What the task asks: Can you transcribe the passage below on face masks and smell test scores, starting at "Figure 4: Olfactory" and ending at "need further study."?

Quoted passage:
═══
Figure 3: Olfactory test scores with and without masks.
| Median (IQR) | p value | |
|---|---|---|
| Male | 9 (8–10) | |
| Female | 10 (8–10) | 0.52 |
Notes:
Data was expressed as median (IQR), wilcoxon paired test was applied in comparison.
Figure 4: Olfactory test score according to sex.
Figure 5: Covariance of olfactory test scores without masks and age.
We designed a fixed order of the experiment: N95 masks, surgical masks and no masks. This order was based on the results of our pilot experiment and the hypothesis that wearing N95 masks would have a relatively more profound effect on odor discrimination. In this study, the very limited number of participants with influenza in past 2 weeks and the number of participants with rhinitis (17.91%) was significantly different from that without rhinitis (P < 0.01) lead us to not analyze these two factors. As a result of that, the effects of these 2 factors on the olfactory test score remained unclear and need further study.
According to the recent studies involved the usage of face masks, N95 masks offer considerably better protection from influenza and SARS virus infections when compared to other mask types (Matuschek et al., 2020). Depending on the material and dampness, 40–90% of aerosols taking along with the odor molecule were able to penetrate through face masks (Matuschek et al., 2020). As face masks have become a necessity in the daily work during pandemic of COVID-19, the mechanism of the olfactory effects of the masks still remains unclear and demands for further study.
═══
Extracted entries:

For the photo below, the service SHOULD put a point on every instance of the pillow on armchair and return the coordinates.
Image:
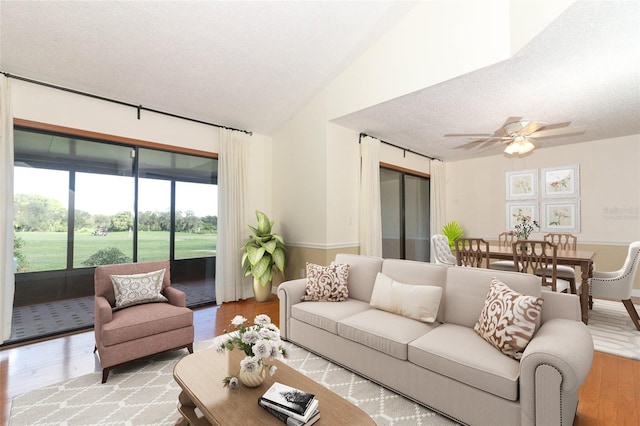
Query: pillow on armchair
(137, 289)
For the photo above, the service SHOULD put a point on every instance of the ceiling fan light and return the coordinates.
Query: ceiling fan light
(520, 145)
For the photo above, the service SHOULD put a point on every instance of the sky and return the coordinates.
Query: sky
(108, 194)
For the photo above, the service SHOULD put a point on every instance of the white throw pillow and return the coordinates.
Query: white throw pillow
(137, 289)
(419, 302)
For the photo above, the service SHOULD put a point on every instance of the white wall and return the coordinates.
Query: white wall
(430, 45)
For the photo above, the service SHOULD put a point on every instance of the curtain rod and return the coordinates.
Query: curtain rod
(115, 101)
(398, 147)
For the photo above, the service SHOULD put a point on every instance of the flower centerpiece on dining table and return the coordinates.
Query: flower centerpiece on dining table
(525, 225)
(260, 342)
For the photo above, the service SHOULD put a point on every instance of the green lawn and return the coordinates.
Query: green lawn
(47, 251)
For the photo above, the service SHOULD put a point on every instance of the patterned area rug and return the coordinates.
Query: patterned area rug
(612, 330)
(144, 393)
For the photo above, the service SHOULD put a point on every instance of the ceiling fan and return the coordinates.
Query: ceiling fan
(518, 134)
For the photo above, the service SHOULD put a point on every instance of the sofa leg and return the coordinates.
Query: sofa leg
(632, 313)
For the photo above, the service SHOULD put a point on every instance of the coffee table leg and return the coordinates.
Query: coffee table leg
(186, 407)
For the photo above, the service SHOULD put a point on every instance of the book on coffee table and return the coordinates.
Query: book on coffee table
(288, 419)
(292, 401)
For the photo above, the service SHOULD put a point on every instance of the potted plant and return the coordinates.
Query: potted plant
(452, 231)
(262, 253)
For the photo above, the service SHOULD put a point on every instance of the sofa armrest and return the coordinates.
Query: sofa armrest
(102, 315)
(289, 293)
(564, 345)
(176, 297)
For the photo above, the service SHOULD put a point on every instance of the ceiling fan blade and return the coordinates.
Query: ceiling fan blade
(532, 127)
(563, 131)
(511, 120)
(468, 145)
(475, 135)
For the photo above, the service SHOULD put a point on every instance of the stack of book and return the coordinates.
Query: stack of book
(292, 406)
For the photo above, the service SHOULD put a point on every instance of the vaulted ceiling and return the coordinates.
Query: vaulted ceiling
(252, 65)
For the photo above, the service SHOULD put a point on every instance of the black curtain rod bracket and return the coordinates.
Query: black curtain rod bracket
(404, 150)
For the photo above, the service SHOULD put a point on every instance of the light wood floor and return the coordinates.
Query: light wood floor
(610, 395)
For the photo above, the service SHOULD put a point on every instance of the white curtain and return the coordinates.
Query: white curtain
(370, 209)
(7, 278)
(438, 212)
(231, 284)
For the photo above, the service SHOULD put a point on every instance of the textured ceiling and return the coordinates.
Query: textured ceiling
(249, 65)
(252, 65)
(583, 68)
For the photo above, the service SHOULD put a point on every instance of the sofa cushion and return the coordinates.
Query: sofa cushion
(136, 289)
(459, 353)
(466, 292)
(327, 283)
(418, 302)
(140, 321)
(362, 274)
(508, 319)
(326, 315)
(383, 331)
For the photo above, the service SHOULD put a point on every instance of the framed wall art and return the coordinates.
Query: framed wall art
(516, 210)
(561, 182)
(561, 216)
(522, 185)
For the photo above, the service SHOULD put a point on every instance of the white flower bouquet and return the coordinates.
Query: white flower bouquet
(260, 342)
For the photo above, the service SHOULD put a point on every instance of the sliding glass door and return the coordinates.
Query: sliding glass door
(405, 215)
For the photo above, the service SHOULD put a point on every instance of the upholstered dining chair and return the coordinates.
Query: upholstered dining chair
(564, 242)
(505, 239)
(441, 250)
(473, 252)
(536, 255)
(617, 285)
(138, 313)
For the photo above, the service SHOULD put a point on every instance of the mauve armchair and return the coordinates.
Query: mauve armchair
(134, 332)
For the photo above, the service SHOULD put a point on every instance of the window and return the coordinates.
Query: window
(405, 215)
(81, 202)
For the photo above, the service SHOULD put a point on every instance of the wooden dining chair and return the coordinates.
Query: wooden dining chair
(505, 239)
(564, 242)
(540, 256)
(473, 252)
═══
Answer space:
Figure 4: Olfactory test score according to sex.
Figure 5: Covariance of olfactory test scores without masks and age.
We designed a fixed order of the experiment: N95 masks, surgical masks and no masks. This order was based on the results of our pilot experiment and the hypothesis that wearing N95 masks would have a relatively more profound effect on odor discrimination. In this study, the very limited number of participants with influenza in past 2 weeks and the number of participants with rhinitis (17.91%) was significantly different from that without rhinitis (P < 0.01) lead us to not analyze these two factors. As a result of that, the effects of these 2 factors on the olfactory test score remained unclear and need further study.